◆ **Task directions**
Collect every line in the items below that contains the word "skin", matching case exactly.

** Begin Dataset content **

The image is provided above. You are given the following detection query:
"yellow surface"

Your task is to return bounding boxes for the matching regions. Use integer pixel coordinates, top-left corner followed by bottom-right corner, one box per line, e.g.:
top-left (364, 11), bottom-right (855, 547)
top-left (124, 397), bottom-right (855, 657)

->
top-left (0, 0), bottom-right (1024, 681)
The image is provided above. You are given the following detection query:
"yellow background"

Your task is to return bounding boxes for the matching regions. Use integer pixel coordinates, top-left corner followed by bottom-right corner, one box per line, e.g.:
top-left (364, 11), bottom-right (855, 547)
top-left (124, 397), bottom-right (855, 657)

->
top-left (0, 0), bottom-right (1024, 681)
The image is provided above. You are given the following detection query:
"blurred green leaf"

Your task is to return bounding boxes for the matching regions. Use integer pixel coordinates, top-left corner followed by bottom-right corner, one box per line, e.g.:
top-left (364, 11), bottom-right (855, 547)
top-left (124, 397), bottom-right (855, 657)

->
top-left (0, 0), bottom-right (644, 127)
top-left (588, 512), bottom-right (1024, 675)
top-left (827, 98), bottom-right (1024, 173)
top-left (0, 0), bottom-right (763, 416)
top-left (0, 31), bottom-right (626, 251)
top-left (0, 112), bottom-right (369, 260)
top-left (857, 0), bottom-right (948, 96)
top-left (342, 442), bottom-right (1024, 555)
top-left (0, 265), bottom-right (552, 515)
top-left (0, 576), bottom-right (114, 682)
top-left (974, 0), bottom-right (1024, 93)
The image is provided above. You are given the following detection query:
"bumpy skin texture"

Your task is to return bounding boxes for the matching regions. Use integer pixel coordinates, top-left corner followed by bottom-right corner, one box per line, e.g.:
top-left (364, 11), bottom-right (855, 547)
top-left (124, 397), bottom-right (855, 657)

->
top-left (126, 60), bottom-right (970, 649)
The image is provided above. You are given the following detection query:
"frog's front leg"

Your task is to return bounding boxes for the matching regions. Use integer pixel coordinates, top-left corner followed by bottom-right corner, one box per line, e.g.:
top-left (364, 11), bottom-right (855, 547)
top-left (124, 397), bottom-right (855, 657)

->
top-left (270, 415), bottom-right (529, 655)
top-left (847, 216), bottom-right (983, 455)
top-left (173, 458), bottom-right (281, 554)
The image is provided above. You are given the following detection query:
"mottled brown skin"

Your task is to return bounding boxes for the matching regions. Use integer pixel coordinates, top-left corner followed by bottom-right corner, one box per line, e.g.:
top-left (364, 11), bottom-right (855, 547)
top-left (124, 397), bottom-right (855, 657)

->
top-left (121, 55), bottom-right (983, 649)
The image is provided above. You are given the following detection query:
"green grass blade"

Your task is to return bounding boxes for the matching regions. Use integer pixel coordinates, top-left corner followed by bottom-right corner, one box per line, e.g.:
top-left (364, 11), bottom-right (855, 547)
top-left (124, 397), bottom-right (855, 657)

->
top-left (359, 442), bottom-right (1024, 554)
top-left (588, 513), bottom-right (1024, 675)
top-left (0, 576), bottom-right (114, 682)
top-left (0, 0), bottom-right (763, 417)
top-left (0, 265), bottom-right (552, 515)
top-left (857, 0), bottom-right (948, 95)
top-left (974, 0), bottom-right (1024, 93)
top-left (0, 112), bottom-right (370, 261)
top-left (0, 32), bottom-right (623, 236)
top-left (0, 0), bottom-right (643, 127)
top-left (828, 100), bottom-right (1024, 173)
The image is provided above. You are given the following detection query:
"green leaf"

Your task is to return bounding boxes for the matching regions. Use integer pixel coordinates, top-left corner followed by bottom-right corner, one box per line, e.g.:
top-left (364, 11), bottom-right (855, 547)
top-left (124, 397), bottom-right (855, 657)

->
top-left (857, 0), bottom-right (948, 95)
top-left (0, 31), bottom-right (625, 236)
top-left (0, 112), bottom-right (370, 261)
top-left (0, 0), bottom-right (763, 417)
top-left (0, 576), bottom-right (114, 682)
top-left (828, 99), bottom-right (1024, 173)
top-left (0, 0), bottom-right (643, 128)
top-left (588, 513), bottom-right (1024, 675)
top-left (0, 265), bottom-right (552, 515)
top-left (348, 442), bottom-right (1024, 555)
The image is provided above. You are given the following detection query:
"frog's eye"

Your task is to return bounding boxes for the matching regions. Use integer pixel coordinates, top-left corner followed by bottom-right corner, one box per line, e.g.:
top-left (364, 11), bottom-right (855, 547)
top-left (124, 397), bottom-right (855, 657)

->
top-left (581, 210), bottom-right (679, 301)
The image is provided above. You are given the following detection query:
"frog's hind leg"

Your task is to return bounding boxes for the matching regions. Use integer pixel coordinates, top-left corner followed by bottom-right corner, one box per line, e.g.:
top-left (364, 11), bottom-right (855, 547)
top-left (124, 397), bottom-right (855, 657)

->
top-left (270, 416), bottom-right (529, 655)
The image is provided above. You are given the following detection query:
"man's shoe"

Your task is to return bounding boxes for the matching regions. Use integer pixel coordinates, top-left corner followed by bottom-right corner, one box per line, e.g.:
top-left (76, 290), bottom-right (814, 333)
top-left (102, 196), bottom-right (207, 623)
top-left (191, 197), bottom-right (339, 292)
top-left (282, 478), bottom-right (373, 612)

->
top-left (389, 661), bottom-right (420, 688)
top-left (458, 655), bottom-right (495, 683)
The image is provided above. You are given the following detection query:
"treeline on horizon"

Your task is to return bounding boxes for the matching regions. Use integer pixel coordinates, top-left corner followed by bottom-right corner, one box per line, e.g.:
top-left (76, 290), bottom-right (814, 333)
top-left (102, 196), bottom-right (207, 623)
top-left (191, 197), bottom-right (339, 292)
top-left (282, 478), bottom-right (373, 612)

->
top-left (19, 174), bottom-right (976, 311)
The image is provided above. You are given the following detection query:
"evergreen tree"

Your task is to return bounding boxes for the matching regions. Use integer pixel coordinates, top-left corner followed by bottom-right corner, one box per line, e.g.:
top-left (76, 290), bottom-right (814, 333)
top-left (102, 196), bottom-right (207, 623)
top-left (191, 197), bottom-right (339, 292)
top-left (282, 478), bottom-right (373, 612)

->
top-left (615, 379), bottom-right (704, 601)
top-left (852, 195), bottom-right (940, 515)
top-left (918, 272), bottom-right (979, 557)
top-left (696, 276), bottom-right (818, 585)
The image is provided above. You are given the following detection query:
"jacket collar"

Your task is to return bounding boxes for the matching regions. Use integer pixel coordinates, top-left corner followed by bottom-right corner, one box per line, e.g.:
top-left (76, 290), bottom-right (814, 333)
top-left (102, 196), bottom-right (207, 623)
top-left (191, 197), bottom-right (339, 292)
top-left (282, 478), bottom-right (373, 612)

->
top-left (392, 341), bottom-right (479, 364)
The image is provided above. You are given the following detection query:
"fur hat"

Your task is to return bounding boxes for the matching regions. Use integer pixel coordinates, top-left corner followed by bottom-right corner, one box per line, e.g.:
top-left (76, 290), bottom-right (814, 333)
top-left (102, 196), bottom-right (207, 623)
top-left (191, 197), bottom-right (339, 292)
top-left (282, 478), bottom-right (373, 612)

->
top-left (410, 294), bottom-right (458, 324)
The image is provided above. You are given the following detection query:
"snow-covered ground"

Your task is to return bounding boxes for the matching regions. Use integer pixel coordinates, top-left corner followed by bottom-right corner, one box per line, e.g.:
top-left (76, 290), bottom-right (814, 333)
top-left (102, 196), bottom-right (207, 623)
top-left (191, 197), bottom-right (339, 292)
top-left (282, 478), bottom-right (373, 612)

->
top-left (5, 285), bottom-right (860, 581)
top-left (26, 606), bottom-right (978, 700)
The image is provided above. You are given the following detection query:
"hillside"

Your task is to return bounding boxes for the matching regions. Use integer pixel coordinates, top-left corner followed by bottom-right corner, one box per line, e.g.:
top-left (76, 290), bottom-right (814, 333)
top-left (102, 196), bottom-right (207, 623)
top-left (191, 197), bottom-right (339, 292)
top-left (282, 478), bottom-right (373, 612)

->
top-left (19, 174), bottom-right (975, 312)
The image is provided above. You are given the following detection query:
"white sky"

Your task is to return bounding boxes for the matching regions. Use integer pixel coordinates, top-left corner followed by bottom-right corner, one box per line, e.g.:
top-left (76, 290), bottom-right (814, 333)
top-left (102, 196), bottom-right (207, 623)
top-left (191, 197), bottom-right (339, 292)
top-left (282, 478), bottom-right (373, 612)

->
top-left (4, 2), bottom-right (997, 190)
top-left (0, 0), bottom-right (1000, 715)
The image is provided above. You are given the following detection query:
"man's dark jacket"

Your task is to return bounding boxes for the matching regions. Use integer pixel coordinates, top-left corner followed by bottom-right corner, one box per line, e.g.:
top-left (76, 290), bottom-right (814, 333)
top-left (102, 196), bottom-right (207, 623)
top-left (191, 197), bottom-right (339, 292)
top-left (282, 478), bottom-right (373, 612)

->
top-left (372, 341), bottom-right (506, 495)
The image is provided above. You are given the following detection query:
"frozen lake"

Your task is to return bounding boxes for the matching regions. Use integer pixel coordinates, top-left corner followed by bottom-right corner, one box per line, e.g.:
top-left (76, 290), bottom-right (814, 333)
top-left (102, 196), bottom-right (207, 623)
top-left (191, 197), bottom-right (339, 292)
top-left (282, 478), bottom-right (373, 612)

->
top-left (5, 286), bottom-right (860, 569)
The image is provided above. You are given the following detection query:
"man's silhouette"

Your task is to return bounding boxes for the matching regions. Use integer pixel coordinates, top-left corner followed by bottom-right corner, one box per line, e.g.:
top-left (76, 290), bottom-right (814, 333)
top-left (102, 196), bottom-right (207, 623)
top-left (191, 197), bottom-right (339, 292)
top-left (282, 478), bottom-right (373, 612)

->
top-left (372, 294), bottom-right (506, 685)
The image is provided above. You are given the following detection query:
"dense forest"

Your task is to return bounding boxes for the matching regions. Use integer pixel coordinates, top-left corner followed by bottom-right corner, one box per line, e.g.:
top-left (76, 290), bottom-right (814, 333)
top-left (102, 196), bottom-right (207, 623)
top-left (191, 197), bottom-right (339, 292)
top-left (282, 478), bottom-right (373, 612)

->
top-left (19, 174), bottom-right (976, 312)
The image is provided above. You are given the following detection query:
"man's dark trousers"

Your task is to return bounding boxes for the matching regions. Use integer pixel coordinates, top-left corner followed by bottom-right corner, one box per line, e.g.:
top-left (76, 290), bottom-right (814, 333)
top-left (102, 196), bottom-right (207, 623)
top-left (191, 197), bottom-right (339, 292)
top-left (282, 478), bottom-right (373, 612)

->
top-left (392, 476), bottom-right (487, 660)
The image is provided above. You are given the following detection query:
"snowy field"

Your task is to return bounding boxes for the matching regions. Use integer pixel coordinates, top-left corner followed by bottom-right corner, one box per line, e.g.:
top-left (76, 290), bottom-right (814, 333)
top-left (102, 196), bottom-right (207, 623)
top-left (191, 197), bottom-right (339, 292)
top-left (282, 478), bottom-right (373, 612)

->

** End Dataset content **

◆ **Exercise result**
"bumpy skin texture"
"mottled brown skin"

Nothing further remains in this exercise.